— Task details —
Where in the entries below does "dome" appear? Copy every line that has it.

Photo-based referring expression data
◇ ◇ ◇
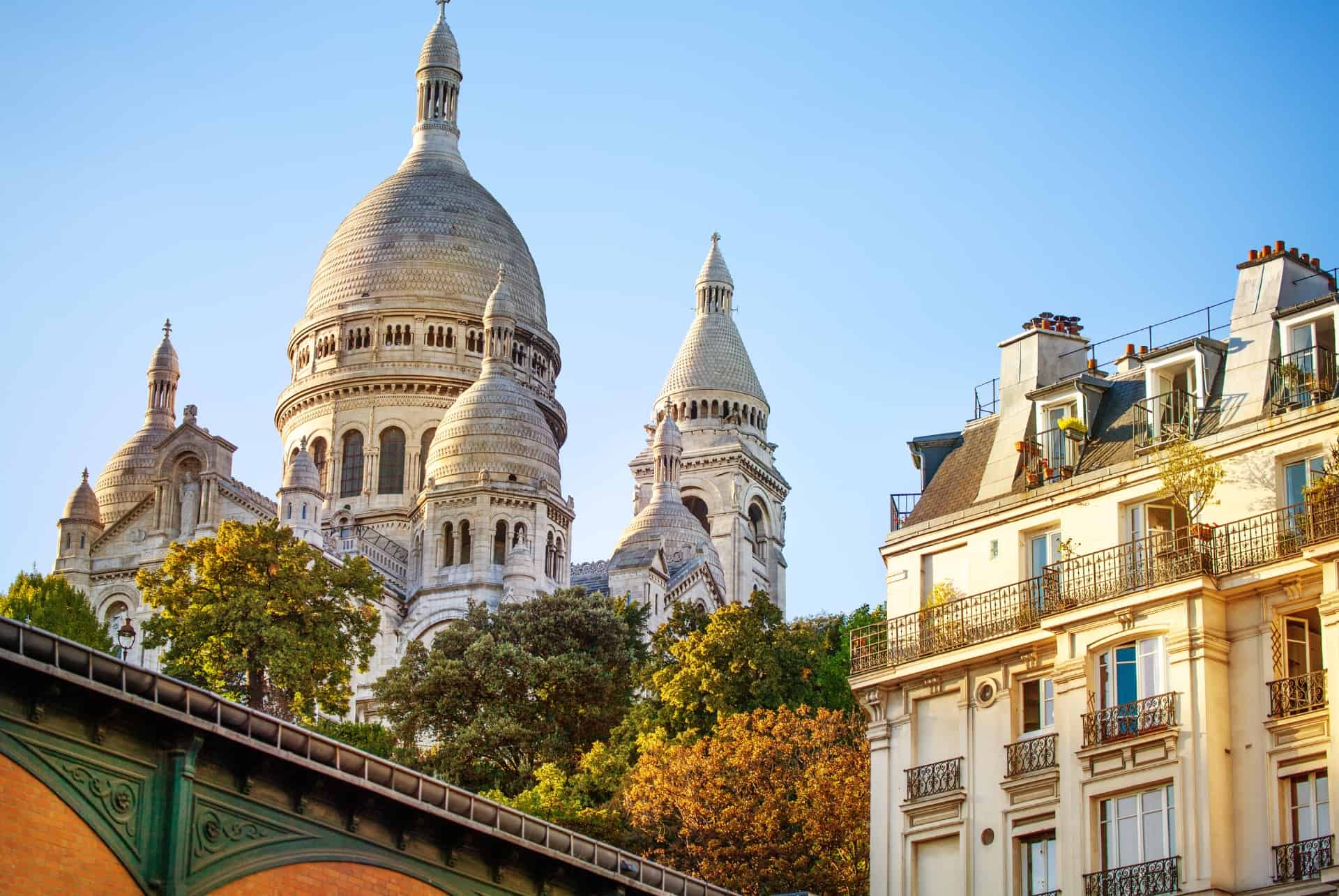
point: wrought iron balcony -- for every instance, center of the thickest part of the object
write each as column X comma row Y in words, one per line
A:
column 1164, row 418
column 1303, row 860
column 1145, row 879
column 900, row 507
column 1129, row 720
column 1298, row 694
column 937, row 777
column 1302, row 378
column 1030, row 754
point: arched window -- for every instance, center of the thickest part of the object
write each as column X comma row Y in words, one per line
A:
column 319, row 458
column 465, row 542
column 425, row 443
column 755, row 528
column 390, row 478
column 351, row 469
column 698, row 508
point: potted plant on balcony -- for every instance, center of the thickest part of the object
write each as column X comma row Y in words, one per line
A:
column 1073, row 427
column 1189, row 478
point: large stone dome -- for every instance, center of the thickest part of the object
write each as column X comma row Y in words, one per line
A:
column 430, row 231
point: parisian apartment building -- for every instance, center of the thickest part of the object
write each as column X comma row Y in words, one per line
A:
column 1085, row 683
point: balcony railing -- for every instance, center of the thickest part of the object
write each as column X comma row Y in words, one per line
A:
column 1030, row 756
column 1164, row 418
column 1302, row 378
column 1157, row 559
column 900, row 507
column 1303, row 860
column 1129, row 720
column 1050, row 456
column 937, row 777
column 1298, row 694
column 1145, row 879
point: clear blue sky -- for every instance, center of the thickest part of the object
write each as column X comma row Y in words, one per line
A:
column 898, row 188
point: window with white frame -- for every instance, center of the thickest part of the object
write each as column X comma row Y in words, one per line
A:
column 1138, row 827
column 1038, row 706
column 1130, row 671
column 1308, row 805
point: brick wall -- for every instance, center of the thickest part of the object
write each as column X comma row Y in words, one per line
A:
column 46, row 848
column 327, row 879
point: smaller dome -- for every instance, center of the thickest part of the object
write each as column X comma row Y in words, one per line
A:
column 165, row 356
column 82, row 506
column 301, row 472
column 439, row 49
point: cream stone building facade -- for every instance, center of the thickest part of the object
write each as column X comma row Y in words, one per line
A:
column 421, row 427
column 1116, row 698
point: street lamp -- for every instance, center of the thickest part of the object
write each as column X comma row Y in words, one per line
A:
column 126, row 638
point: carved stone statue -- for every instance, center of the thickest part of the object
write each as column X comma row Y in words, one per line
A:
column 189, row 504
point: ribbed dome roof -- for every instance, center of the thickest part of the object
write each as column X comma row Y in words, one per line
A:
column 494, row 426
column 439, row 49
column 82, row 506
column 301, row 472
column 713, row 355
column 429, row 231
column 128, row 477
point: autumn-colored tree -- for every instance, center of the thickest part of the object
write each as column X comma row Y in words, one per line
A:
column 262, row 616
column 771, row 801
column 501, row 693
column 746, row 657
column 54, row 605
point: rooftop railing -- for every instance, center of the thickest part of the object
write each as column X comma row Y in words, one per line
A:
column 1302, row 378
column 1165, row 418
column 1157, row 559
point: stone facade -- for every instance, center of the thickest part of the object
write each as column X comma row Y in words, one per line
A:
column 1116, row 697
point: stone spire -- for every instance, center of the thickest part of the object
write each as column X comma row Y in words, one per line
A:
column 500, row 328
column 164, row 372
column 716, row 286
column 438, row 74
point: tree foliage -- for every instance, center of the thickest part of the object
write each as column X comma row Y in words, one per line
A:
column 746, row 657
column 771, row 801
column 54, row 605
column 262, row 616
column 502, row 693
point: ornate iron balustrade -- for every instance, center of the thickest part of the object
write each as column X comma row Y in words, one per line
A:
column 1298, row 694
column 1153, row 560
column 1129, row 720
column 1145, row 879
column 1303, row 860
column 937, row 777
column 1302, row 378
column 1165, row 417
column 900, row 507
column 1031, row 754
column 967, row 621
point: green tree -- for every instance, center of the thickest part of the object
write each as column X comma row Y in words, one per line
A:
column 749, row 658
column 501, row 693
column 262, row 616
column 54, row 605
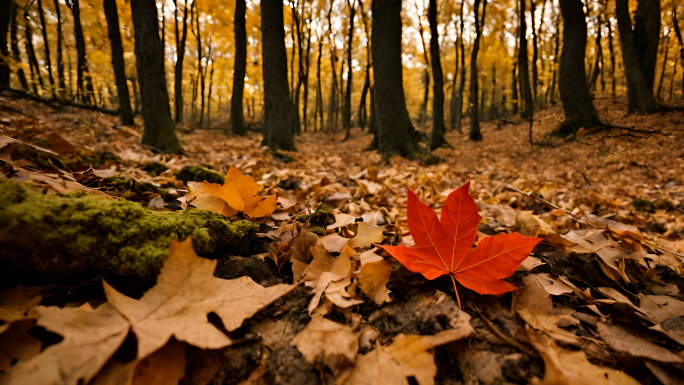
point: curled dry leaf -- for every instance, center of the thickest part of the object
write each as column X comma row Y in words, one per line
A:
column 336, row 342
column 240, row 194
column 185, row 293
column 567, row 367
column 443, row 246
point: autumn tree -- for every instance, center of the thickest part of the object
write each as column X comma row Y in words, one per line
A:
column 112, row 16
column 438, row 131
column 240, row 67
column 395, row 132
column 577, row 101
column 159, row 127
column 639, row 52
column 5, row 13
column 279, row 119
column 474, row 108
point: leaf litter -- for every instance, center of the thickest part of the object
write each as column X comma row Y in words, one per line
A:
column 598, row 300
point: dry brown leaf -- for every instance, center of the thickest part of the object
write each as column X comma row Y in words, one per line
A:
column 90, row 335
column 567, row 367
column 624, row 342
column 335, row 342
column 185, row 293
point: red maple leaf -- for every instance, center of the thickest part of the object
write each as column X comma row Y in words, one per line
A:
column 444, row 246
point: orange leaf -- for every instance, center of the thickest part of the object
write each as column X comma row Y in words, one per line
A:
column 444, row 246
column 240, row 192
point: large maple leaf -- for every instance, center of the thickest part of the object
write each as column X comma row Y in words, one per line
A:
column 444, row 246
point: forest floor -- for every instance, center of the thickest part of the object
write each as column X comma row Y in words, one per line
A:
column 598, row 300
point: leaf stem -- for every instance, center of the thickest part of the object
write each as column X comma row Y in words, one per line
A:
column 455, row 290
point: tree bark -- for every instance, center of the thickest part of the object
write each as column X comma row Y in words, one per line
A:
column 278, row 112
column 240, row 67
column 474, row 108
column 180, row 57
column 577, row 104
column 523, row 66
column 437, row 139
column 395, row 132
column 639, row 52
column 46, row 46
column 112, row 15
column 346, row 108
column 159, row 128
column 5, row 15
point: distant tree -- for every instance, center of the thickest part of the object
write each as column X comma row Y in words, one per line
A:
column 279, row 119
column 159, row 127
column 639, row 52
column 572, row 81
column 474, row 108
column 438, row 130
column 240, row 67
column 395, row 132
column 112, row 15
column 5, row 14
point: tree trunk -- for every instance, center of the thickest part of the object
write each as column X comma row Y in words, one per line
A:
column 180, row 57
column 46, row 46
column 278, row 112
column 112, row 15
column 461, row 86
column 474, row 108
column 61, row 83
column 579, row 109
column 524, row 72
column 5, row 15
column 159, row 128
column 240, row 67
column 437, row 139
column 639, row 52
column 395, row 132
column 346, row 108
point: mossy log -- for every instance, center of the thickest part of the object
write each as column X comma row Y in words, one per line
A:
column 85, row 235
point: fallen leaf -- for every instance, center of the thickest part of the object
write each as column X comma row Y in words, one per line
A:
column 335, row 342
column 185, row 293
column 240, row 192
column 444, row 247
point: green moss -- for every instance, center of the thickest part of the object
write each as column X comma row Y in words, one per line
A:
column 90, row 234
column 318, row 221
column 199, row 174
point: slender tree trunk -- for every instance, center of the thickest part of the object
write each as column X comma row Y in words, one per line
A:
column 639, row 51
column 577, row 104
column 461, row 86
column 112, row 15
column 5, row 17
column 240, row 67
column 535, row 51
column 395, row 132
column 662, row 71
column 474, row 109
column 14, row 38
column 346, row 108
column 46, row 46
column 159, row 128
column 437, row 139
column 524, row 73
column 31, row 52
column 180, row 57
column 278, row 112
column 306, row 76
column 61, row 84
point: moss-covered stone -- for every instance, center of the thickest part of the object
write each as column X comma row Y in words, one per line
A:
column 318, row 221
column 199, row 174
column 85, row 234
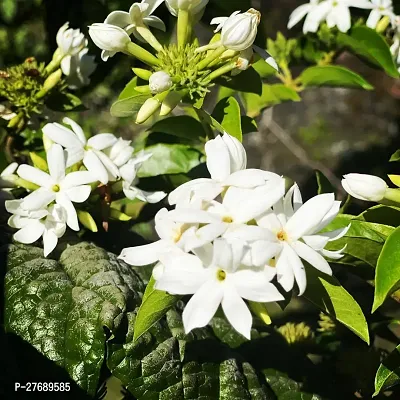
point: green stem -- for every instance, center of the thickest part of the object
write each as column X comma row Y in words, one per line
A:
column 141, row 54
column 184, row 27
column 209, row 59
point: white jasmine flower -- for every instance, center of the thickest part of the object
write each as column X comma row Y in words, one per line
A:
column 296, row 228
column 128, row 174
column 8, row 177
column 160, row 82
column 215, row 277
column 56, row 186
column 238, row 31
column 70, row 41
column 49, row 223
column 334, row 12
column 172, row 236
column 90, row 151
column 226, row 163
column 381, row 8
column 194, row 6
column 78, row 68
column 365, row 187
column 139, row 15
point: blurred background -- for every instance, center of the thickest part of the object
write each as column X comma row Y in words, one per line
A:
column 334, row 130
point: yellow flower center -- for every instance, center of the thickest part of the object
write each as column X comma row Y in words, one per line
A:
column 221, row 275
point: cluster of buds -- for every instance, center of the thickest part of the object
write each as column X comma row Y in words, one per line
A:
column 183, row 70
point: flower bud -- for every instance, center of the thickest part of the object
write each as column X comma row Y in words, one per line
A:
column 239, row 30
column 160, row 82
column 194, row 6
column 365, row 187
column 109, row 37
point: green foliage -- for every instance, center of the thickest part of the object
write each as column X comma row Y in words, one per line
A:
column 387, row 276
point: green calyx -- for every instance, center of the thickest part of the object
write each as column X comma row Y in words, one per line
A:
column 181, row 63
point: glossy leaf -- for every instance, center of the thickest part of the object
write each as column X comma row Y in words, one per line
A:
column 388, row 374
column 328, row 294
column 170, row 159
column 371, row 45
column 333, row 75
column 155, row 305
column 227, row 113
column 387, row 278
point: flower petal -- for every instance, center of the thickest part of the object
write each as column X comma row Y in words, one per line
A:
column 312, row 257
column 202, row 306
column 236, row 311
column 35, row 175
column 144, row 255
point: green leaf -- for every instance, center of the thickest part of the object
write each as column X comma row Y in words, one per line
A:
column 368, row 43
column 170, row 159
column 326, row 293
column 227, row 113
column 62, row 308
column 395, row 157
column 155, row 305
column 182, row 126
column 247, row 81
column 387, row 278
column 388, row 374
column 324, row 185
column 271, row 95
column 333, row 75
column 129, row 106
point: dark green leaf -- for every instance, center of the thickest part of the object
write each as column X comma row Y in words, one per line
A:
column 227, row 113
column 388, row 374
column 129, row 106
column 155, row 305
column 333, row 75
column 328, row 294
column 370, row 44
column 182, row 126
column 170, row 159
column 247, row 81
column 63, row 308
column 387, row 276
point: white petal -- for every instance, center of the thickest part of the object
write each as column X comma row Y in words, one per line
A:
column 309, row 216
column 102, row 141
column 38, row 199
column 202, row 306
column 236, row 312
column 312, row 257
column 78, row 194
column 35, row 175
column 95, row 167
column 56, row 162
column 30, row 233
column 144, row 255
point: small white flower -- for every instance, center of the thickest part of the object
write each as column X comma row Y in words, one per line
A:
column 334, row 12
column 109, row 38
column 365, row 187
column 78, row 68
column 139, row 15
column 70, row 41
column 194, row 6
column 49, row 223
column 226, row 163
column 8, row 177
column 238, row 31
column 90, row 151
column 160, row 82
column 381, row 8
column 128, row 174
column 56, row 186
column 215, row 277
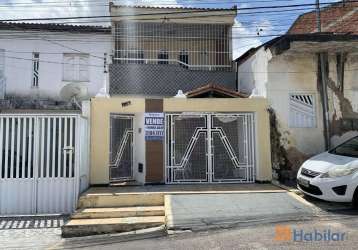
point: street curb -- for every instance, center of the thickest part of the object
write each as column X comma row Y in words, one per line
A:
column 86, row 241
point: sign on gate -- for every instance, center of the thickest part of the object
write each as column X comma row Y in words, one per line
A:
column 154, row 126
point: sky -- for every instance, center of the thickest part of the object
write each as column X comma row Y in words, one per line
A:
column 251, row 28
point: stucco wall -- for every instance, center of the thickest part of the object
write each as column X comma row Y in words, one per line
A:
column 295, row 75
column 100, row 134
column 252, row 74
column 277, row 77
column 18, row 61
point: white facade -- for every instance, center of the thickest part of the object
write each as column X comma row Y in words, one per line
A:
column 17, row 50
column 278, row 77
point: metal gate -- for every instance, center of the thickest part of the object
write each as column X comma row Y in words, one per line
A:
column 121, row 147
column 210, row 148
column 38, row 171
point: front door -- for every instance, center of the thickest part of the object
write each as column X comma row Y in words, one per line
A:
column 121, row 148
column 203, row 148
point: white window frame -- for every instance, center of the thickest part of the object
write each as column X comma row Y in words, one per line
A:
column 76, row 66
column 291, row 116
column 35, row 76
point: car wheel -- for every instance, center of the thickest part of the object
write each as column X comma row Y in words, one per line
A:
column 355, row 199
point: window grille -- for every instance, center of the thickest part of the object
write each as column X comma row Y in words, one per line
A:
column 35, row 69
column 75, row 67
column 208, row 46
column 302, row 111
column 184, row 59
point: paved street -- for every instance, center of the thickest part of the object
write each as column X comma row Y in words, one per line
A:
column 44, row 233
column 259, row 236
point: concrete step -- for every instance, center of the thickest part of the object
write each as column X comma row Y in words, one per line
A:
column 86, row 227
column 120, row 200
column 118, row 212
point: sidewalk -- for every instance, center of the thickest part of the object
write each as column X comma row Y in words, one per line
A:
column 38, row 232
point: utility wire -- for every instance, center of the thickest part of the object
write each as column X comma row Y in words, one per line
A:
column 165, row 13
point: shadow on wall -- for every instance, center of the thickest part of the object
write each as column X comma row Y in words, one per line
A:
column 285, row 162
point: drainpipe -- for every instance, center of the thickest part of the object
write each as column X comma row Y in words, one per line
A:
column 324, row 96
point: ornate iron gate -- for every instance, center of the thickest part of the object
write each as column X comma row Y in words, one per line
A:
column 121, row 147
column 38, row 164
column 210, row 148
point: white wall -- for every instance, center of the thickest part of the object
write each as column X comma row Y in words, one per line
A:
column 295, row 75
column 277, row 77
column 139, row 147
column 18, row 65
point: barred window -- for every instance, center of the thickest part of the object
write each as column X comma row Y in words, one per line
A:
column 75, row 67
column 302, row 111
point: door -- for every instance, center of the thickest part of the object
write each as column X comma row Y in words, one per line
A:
◇ ◇ ◇
— Reply —
point: large stone dome -- for every instance, center of the thickest part of the object
point: smaller dome -- for every instance, center of the thickest part of the object
point: ribbed dome roof -- for every instance, center of the thickest part of the object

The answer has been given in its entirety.